YOUR TASKS:
a – In the passage on uses of bitwise operations, what does Raid 5 use bitwise XOR between volumes to compute?
b – Continue the passage on uses of bitwise operations, starting after its final sentence.

Bitwise operations have many uses. I asked a question a few months ago at programmers.stackexchange.com, where I was taught that. The answer which I accepted contained the following list of uses (credit goes to user whatsisname):
* Juggling blocks of bytes around that don’t fit in the programming languages data types
* Switching encoding back and forth from big to little endian.
* Packing 4 6bit pieces of data into 3 bytes for some serial or usb connection
* Many image formats have differing amounts of bits assigned to each color channel.
* Anything involving IO pins in embedded applications
* Data compression, which often does not have data fit nice 8-bit boundaries.\
* Hashing algorithms, CRC or other data integrity checks.
* Encryption
* Psuedorandom number generation
* Raid 5 uses bitwise XOR between volumes to compute parity.

GIVEN RECORDS:
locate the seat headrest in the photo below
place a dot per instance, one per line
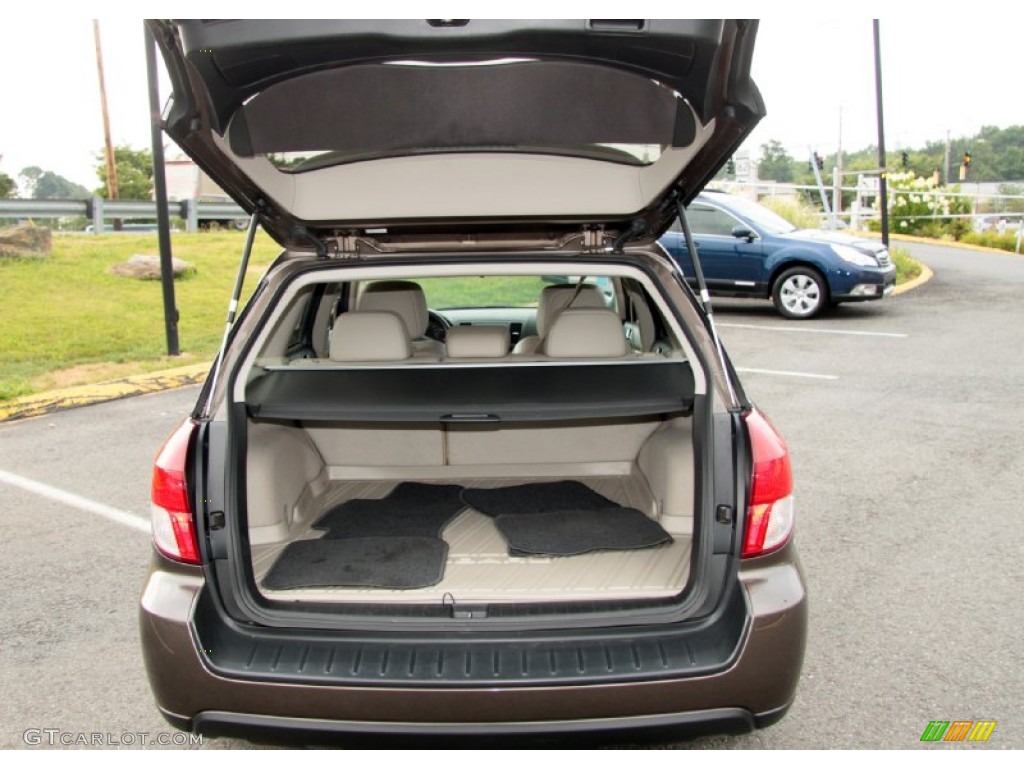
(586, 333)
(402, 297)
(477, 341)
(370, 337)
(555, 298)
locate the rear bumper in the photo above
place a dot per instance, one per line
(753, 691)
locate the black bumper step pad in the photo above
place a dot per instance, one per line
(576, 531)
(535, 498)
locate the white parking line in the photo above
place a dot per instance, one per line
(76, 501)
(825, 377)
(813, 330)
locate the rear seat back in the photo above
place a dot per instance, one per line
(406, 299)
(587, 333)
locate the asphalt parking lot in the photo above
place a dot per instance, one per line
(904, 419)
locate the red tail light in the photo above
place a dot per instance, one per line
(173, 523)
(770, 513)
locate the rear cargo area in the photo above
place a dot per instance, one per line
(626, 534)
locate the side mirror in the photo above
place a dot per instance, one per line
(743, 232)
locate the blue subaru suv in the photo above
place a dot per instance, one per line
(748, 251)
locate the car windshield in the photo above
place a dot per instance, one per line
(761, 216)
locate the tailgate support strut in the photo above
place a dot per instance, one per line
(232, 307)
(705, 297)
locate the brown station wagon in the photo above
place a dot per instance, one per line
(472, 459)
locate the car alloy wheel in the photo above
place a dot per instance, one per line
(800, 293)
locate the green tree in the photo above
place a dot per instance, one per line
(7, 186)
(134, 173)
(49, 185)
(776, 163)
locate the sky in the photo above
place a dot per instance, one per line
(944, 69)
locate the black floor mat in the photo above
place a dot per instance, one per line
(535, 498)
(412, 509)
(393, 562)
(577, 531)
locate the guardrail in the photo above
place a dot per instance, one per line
* * *
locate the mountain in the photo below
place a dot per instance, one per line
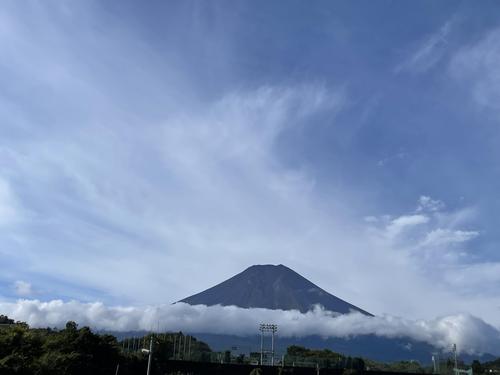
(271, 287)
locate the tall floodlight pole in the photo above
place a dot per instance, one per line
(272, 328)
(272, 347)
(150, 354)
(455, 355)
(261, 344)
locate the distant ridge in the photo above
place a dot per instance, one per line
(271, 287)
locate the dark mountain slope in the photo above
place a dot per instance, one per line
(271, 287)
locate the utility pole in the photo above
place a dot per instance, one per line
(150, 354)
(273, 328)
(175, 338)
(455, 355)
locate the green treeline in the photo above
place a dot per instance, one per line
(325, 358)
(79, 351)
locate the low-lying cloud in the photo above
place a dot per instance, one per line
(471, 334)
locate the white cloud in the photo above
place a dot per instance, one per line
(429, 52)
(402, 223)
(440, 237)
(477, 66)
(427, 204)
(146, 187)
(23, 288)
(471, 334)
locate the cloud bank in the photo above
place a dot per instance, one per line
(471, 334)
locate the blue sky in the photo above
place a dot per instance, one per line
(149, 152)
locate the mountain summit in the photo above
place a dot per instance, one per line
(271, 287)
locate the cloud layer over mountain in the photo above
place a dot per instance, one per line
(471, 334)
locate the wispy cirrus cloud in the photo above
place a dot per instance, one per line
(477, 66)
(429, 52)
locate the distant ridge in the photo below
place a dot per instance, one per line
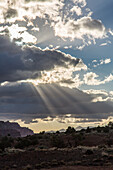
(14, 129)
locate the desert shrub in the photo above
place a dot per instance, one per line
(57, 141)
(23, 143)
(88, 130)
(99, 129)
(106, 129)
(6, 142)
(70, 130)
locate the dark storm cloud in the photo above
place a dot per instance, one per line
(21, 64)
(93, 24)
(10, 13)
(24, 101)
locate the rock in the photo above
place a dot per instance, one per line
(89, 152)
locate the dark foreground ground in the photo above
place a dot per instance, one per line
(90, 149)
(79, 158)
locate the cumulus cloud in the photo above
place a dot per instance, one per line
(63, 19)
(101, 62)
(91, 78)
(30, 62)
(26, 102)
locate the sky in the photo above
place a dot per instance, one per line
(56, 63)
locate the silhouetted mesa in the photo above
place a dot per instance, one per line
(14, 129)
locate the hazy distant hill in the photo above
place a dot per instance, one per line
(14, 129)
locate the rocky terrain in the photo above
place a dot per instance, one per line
==
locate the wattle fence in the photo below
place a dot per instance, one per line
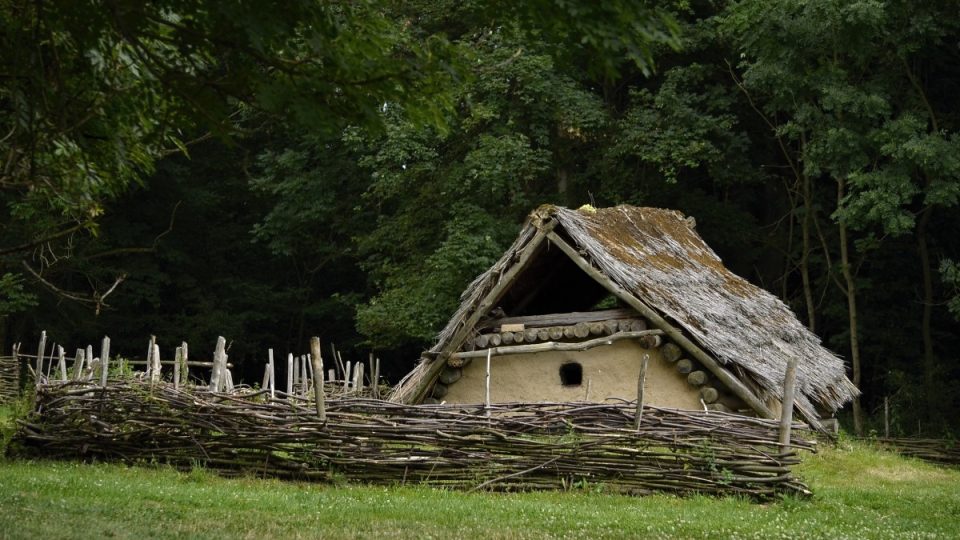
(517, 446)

ANSWERS:
a – Parity.

b –
* Tons more
I could myself further add the following:
- You can improve performance
- You can decrease system memory usage
Since I asked the question, I have played around with them, and additionally, I have started programming at a much lower level than before. I will now present an introduction to bitwise operators in C and a refresher about binary numbers. In the end, I will show and explain an implementation of a boolean datatype, with 8 booleans per byte, that is, 100% of the bits will get used. Programmers who know about the bitwise operators can skip ahead to that.
Bits and bytes
As you (should) know, everything in most modern computers is stored as sequences of bits, often represented as 0′s and 1′s (though really it is about differences in electrical charges, but 1′s and 0′s are more handy representations). A byte consists of 8 bits, for instance 1001 1101
. The first bit, read from the right, represents a 1, the second a 2, the third a 4, the fourth an 8 etc. In decimal, 1001 1101
would be (1*128)+(0*64)+(0*32)+(1*16)+(1*8)+(1*4)+(0*2)+(1*1)
, which is 128+16+8+4+1
, or 157. Typing something like 1001 1101
can get a bit tedious after some time. Programmers don’t use base 10 to simplify this though (10 is not a power of 2), but base 16 (hexadecimal), which, as a power of 2, has a pretty neat relation between base 2 (binary).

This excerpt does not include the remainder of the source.